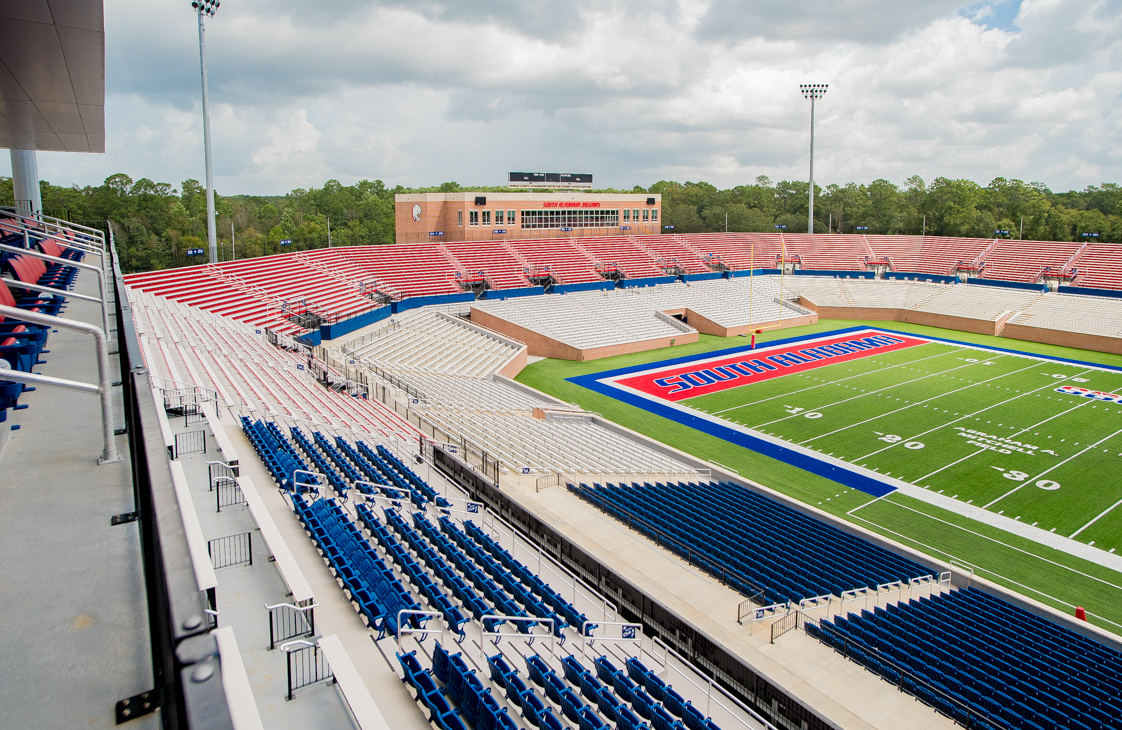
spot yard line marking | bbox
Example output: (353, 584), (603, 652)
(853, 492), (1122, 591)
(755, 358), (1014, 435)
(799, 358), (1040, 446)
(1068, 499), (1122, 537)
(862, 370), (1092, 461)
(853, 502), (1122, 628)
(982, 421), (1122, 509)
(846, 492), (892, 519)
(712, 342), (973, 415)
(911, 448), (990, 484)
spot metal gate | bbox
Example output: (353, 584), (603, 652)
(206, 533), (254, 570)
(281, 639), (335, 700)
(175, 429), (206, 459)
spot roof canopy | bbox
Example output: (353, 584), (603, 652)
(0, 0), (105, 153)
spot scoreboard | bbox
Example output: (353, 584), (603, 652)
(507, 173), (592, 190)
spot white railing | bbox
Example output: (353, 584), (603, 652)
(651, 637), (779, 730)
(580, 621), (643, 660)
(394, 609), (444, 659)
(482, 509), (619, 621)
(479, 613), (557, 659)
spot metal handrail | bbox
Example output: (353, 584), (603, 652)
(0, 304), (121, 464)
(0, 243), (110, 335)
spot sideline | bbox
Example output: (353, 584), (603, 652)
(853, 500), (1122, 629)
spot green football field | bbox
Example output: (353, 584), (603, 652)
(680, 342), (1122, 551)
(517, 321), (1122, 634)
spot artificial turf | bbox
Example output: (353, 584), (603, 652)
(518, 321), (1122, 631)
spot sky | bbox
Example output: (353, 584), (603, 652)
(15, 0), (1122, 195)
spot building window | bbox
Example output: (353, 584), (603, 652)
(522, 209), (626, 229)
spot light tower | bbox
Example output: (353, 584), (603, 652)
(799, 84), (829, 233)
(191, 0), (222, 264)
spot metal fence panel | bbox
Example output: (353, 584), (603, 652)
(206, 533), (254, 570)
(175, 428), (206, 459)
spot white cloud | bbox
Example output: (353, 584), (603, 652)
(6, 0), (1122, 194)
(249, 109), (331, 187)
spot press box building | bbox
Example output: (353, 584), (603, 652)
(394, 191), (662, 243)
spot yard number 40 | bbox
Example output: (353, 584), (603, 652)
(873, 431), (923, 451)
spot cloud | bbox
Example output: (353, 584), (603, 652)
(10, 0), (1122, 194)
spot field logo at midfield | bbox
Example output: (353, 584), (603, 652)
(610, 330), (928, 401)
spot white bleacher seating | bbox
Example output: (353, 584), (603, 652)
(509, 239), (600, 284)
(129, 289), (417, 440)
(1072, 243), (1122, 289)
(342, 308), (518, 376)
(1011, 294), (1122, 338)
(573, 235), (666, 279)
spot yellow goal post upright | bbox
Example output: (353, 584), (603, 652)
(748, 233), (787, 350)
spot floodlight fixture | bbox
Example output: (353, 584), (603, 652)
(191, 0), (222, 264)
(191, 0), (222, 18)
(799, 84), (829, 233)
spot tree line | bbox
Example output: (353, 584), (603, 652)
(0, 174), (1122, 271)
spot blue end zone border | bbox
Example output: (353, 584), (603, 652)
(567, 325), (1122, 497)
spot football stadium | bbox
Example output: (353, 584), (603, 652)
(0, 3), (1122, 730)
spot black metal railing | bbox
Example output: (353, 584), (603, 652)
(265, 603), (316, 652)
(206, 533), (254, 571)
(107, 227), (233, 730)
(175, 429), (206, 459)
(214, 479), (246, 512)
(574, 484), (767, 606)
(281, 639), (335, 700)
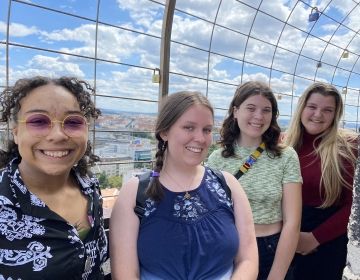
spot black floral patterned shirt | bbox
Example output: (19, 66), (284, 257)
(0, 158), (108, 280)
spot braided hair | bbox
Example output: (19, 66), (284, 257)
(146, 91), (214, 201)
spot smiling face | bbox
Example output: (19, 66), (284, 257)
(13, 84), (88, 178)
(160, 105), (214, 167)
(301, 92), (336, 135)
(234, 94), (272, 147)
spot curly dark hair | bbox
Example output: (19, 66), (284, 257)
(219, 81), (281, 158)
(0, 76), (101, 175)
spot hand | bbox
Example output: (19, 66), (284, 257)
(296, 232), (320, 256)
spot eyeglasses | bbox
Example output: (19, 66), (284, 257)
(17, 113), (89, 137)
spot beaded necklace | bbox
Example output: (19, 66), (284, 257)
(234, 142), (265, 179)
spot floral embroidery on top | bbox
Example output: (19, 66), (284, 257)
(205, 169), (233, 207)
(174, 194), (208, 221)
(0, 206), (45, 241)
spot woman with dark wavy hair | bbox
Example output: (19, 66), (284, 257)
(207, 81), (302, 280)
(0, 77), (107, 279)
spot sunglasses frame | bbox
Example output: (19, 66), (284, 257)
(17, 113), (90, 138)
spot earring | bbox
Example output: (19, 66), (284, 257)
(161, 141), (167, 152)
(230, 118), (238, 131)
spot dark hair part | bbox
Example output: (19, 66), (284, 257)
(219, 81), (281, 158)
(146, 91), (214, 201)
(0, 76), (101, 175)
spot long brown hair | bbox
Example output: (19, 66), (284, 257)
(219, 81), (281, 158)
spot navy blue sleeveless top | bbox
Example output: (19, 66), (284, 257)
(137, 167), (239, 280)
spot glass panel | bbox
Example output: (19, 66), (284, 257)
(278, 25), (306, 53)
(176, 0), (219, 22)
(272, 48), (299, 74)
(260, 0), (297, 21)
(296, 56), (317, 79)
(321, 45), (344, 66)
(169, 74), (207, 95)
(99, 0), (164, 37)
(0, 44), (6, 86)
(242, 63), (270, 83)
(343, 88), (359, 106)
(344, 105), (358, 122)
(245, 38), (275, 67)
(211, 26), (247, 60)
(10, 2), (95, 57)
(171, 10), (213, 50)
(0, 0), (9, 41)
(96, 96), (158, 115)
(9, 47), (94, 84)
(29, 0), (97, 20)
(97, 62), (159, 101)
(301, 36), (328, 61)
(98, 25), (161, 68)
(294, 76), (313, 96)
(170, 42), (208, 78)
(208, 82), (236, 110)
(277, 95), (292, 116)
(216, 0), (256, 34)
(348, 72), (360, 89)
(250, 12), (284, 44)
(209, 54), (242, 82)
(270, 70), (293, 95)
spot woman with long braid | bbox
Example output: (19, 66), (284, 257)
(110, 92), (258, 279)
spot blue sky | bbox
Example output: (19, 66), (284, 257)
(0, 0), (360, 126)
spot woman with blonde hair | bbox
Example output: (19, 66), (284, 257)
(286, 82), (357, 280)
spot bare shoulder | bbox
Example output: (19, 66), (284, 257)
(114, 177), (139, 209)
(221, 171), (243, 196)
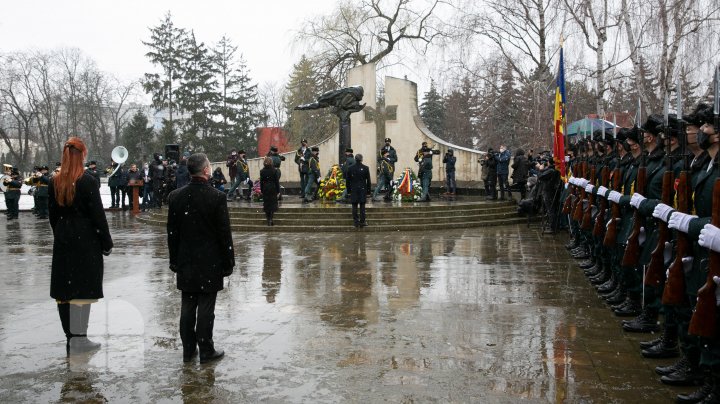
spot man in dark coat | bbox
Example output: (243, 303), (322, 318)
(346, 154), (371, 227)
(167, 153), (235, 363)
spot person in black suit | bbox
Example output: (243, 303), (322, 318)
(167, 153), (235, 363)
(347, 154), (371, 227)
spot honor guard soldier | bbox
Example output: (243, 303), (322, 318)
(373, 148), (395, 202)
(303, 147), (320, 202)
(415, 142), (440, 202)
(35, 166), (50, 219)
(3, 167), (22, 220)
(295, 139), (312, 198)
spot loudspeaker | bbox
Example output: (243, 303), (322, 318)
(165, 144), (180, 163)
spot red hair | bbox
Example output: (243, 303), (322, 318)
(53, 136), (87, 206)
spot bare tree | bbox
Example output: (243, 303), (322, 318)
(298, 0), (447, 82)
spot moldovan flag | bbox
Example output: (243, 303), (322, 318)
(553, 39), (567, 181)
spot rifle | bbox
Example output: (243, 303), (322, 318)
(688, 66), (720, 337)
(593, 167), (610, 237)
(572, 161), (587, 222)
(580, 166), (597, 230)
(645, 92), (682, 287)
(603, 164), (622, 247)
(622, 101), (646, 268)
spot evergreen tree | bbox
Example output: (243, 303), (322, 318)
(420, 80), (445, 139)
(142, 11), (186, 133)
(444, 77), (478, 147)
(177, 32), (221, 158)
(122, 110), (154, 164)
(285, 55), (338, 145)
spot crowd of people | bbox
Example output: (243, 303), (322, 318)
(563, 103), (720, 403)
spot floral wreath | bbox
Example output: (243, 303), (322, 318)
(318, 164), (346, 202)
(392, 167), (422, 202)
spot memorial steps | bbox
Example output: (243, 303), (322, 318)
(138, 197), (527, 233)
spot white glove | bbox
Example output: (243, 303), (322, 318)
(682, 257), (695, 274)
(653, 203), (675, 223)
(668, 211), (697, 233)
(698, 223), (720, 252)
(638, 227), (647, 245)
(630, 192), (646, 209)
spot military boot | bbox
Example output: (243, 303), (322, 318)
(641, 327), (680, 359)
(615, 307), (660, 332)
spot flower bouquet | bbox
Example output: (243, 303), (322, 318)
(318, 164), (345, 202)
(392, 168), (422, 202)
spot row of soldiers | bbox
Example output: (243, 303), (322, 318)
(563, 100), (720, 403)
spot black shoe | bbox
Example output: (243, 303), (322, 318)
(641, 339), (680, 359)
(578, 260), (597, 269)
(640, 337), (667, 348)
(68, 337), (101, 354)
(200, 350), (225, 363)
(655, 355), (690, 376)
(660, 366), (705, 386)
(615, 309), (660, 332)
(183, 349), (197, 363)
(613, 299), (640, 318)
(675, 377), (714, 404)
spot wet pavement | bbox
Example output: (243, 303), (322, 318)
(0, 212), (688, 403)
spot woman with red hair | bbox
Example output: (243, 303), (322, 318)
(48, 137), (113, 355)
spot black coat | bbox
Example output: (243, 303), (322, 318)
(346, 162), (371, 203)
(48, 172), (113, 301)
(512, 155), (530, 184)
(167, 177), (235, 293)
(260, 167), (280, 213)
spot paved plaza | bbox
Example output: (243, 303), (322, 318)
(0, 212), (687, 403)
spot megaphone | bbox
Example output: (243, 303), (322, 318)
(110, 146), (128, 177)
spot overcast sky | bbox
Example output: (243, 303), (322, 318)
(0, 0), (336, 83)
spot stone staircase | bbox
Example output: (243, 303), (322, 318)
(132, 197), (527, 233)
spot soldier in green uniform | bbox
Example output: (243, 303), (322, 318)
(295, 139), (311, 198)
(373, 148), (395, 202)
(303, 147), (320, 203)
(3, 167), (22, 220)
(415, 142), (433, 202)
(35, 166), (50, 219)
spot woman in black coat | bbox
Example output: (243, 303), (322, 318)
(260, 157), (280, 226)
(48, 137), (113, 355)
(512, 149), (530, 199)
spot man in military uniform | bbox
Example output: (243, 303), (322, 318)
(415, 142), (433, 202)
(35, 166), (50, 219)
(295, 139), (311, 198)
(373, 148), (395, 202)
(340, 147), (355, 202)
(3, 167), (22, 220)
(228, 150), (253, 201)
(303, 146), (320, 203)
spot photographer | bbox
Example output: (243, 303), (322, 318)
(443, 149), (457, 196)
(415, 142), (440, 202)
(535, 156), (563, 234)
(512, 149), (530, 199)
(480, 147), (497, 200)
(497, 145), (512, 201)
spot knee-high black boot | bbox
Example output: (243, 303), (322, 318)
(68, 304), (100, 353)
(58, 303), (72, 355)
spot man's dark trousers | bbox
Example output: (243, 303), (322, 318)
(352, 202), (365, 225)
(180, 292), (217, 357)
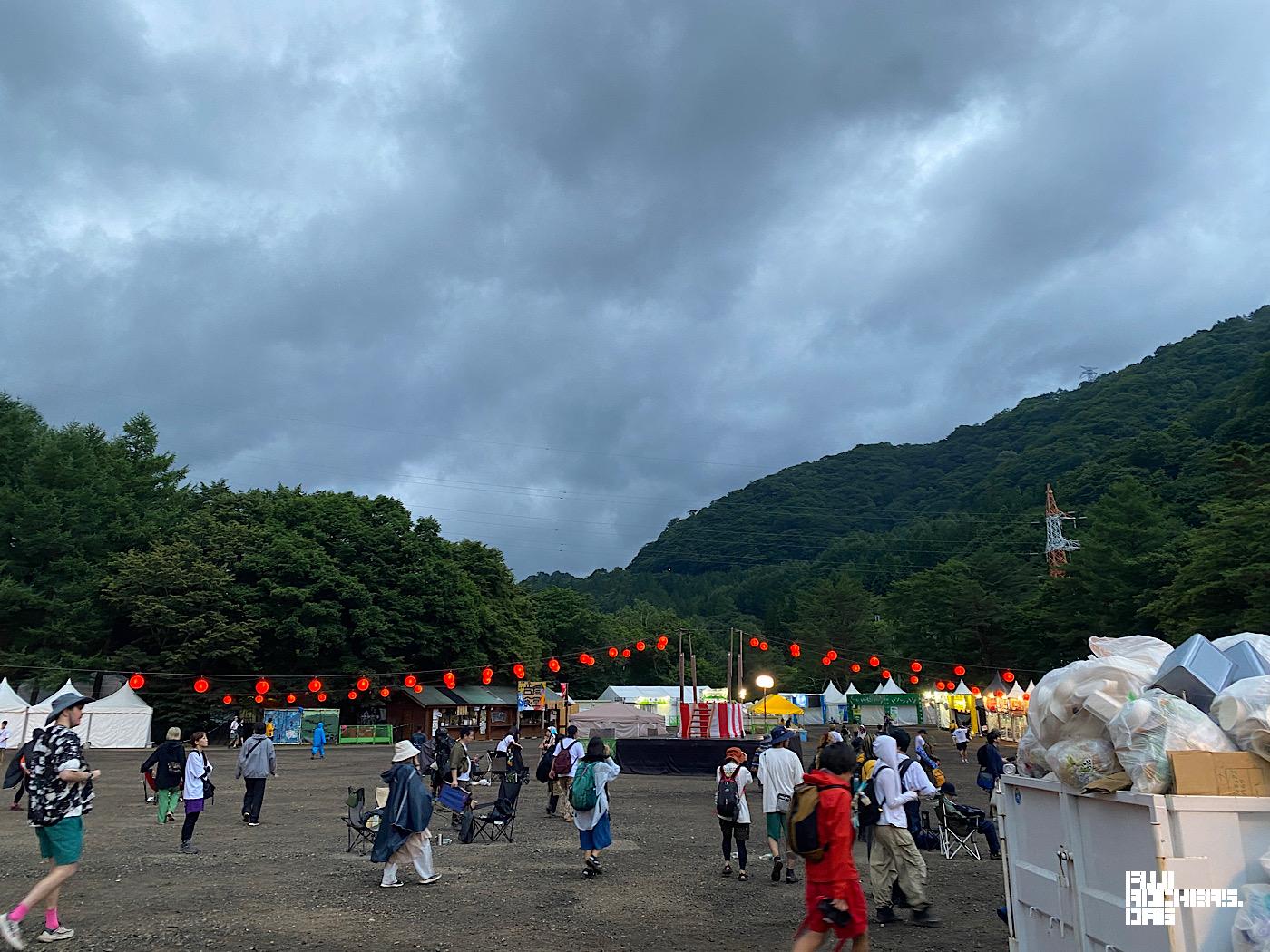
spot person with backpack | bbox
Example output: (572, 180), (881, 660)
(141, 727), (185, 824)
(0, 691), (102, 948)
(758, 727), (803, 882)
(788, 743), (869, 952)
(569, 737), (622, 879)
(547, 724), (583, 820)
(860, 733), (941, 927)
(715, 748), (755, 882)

**Cel zadania**
Proszę przepisać fragment, który zaczyna się wierszem zawierającym „spot evergreen tree | bbox”, a kończy wierszem zawierającym „(675, 377), (714, 404)”. Zamień w nim „Example output” na „Sample output”, a resztę pozostaw bez zmian.

**Wynik**
spot evergreen tree | bbox
Sample output: (243, 303), (322, 318)
(420, 80), (445, 139)
(142, 11), (186, 133)
(444, 77), (478, 147)
(177, 32), (221, 158)
(122, 110), (154, 164)
(285, 55), (338, 145)
spot crowd of people | bbox
Sample output: (243, 303), (322, 318)
(563, 103), (720, 403)
spot floral wreath | bbox
Sample output: (243, 303), (322, 318)
(318, 164), (346, 202)
(392, 167), (422, 202)
spot memorial steps | bbox
Sample output: (243, 303), (322, 318)
(138, 197), (527, 233)
spot white glove | bbox
Sample output: (243, 303), (322, 318)
(682, 257), (695, 274)
(653, 203), (675, 223)
(668, 211), (697, 233)
(698, 223), (720, 252)
(638, 227), (647, 245)
(630, 192), (646, 209)
spot military boot | bbox
Sample output: (243, 303), (322, 318)
(641, 327), (680, 359)
(615, 307), (660, 332)
spot flower bouquet | bbox
Sample output: (243, 303), (322, 318)
(318, 164), (345, 202)
(392, 168), (422, 202)
spot row of soldiers | bbox
Sample output: (243, 303), (322, 318)
(563, 100), (720, 403)
spot black shoe | bbox
Sample output: (243, 303), (322, 318)
(641, 339), (680, 359)
(578, 260), (597, 269)
(640, 337), (667, 348)
(68, 337), (101, 354)
(200, 350), (225, 363)
(655, 355), (690, 376)
(660, 366), (705, 386)
(615, 309), (660, 332)
(183, 349), (197, 363)
(613, 299), (640, 318)
(675, 377), (714, 404)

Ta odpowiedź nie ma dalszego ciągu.